__Source passage__:
OpenCV Support Vector Machine training
Train a Support Vector Machine (SVM) model to recognize facial features using OpenCV (Computer Vision) Cpp API and Histogram of Oriented Gradients (HOG).
Table of Contents
Introduction
In this tutorial we learn how to train a model of Support Vector Machine (SVM) on facial image dataset to recognize the facial features such as emotions, age and gender.
This example is based on the sample train_HOG.cpp provided in OpenCV repository to train a SVM model with HOG. This is adopted in example_cpp_train_HOG.cpp to train a SVM model to recognize the facial features and all the code snippets below are taken directly from that file.
The first step in training any Machine Learning (ML) model is to collect the data. For this example we must collect the facial image data. It can be collected from the web such as google image search or any dedicated public dataset such as Flickr Faces.
Organize data
The face dataset must be organized meaningfully so that it is easy to access it programmatically. Organize the data into a folder structure that maps directly to a facial feature and its label.
FFR_dataset/
|-- Age
| |-- adult
| |-- child
| |-- old
| |-- teen
|-- Emotion
| |-- anger
| |-- contempt
| |-- happy
| |-- neutral
| |-- sad
| |-- surprise
|-- Gender
|-- female
|-- male
The face dataset directory is self explanatory as the top level directories
map to facial feature e.g. Age
, Emotion
etc and its sub-directories map to
a label e.g. adult
, child
, anger
etc.

__Problem A__: Please copy out the rows word for word, covering the stretch from their start through the line containing "715 151 L 720", with both ends included and the pictures left out.
The tutorial and the rows are unrelated material.

__Information provided__:
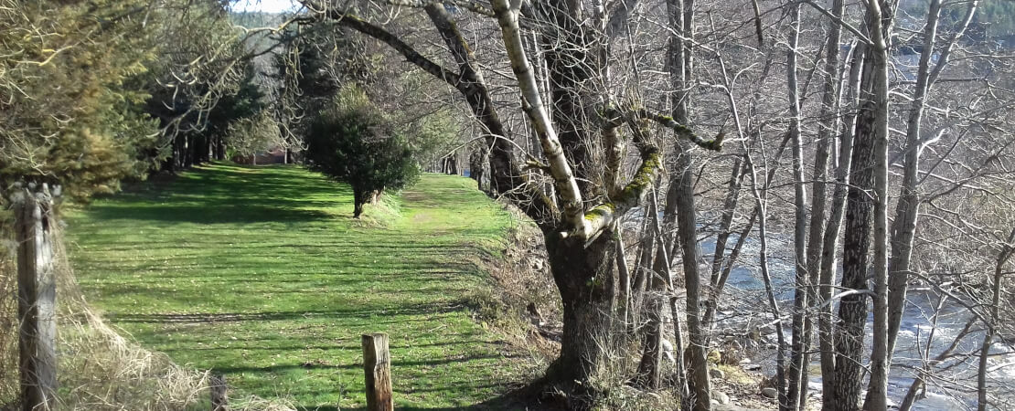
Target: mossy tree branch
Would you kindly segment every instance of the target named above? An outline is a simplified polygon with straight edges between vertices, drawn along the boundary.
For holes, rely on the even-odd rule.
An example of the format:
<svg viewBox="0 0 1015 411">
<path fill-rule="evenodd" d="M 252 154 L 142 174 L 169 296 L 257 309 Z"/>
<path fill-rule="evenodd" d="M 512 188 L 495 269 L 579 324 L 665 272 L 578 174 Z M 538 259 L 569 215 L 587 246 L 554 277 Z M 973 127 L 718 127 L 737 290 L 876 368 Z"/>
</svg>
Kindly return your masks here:
<svg viewBox="0 0 1015 411">
<path fill-rule="evenodd" d="M 715 151 L 720 151 L 723 149 L 723 137 L 724 137 L 723 133 L 719 133 L 719 135 L 712 140 L 705 140 L 701 138 L 701 136 L 694 133 L 694 131 L 691 130 L 690 127 L 677 123 L 675 120 L 673 120 L 672 117 L 664 116 L 659 113 L 652 113 L 645 109 L 636 110 L 635 114 L 640 119 L 652 120 L 656 123 L 659 123 L 663 127 L 673 130 L 674 132 L 677 133 L 677 136 L 685 138 L 690 142 L 697 144 L 698 147 Z"/>
<path fill-rule="evenodd" d="M 627 210 L 634 208 L 641 202 L 641 198 L 648 193 L 656 180 L 656 175 L 662 169 L 662 159 L 659 149 L 654 146 L 646 146 L 641 150 L 641 165 L 627 186 L 610 201 L 602 203 L 585 213 L 585 223 L 579 228 L 566 232 L 567 236 L 580 236 L 582 238 L 593 238 Z"/>
</svg>

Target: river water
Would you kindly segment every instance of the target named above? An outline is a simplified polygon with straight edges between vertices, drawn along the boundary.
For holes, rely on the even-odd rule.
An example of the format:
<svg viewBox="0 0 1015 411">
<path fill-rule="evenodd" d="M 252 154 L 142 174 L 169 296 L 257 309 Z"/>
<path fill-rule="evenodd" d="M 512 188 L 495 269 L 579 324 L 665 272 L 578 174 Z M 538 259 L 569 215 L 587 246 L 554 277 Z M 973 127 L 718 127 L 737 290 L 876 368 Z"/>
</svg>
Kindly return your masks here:
<svg viewBox="0 0 1015 411">
<path fill-rule="evenodd" d="M 732 248 L 736 237 L 730 238 L 728 247 Z M 700 244 L 702 255 L 706 261 L 712 261 L 715 239 L 709 238 Z M 769 324 L 772 318 L 766 314 L 769 304 L 764 293 L 764 284 L 758 267 L 758 244 L 750 238 L 745 243 L 738 266 L 731 272 L 727 282 L 727 297 L 724 298 L 718 316 L 719 329 L 744 330 L 752 325 Z M 793 249 L 790 235 L 775 233 L 769 238 L 769 272 L 775 294 L 781 300 L 781 310 L 787 316 L 793 307 Z M 915 405 L 916 410 L 964 410 L 975 409 L 976 371 L 978 369 L 979 347 L 984 339 L 982 323 L 974 323 L 972 332 L 959 340 L 953 355 L 943 361 L 933 359 L 955 340 L 970 319 L 970 313 L 954 300 L 945 300 L 941 310 L 937 310 L 940 297 L 928 288 L 912 287 L 907 296 L 907 303 L 899 327 L 898 342 L 889 375 L 889 399 L 900 403 L 916 375 L 916 369 L 923 364 L 933 367 L 934 376 L 928 379 L 926 395 Z M 833 306 L 833 312 L 837 309 Z M 936 318 L 935 318 L 935 313 Z M 868 330 L 873 322 L 873 316 L 868 318 Z M 790 336 L 790 322 L 785 323 L 787 338 Z M 764 338 L 774 343 L 776 338 L 770 328 L 764 329 Z M 870 336 L 872 333 L 868 332 Z M 928 347 L 930 341 L 930 347 Z M 766 345 L 762 343 L 762 347 Z M 870 337 L 865 356 L 870 354 Z M 988 381 L 989 392 L 992 394 L 992 408 L 1015 410 L 1015 354 L 1011 346 L 1003 343 L 992 347 Z M 752 358 L 762 365 L 766 375 L 774 373 L 774 354 L 762 349 Z M 818 356 L 812 356 L 810 381 L 811 395 L 820 396 L 821 380 Z M 927 360 L 927 358 L 931 360 Z M 866 387 L 866 384 L 865 384 Z M 814 400 L 812 400 L 814 401 Z M 819 401 L 819 400 L 818 400 Z M 813 402 L 812 402 L 813 403 Z"/>
</svg>

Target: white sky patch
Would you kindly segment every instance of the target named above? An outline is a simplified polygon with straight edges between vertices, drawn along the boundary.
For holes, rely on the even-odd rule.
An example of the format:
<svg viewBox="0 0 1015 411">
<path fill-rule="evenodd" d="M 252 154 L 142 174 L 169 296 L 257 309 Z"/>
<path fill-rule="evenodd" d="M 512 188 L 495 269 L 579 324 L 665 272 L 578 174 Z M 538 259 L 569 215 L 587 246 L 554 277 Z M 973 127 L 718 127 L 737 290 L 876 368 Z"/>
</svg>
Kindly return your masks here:
<svg viewBox="0 0 1015 411">
<path fill-rule="evenodd" d="M 238 0 L 232 2 L 232 11 L 261 11 L 279 13 L 296 8 L 292 0 Z"/>
</svg>

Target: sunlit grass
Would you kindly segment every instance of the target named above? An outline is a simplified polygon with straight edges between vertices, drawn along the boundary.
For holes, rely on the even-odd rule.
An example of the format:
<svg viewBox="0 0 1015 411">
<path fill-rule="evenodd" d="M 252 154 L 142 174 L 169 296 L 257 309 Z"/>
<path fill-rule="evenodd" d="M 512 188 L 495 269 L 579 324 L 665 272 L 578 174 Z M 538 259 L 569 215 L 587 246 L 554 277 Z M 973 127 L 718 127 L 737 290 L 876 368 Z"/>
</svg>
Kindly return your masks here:
<svg viewBox="0 0 1015 411">
<path fill-rule="evenodd" d="M 84 294 L 116 326 L 230 387 L 308 409 L 359 408 L 359 335 L 391 335 L 396 406 L 489 400 L 519 378 L 465 301 L 470 256 L 510 216 L 472 181 L 425 175 L 397 212 L 351 218 L 347 186 L 290 166 L 214 164 L 71 213 Z"/>
</svg>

__Problem B__: According to the tutorial, which sample from the OpenCV repository is the example based on?

__Task result A__:
Target: mossy tree branch
Would you kindly segment every instance of the target named above? An outline is a simplified polygon with straight edges between vertices, drawn along the boundary.
For holes, rely on the even-odd rule.
An example of the format:
<svg viewBox="0 0 1015 411">
<path fill-rule="evenodd" d="M 252 154 L 142 174 L 169 296 L 257 309 Z"/>
<path fill-rule="evenodd" d="M 512 188 L 495 269 L 579 324 L 665 272 L 578 174 Z M 538 259 L 569 215 L 587 246 L 554 277 Z M 973 127 L 718 127 L 737 290 L 876 368 Z"/>
</svg>
Kindly return your masks here:
<svg viewBox="0 0 1015 411">
<path fill-rule="evenodd" d="M 715 151 L 720 151 L 723 149 L 723 137 L 724 137 L 723 133 L 719 133 L 719 135 L 712 140 L 705 140 L 701 138 L 701 136 L 694 133 L 694 131 L 691 130 L 690 127 L 677 123 L 675 120 L 673 120 L 672 117 L 664 116 L 659 113 L 652 113 L 645 109 L 636 110 L 635 114 L 640 119 L 652 120 L 656 123 L 659 123 L 663 127 L 673 130 L 674 132 L 677 133 L 677 136 L 685 138 L 690 142 L 697 144 L 698 147 Z"/>

__Task result B__: train_HOG.cpp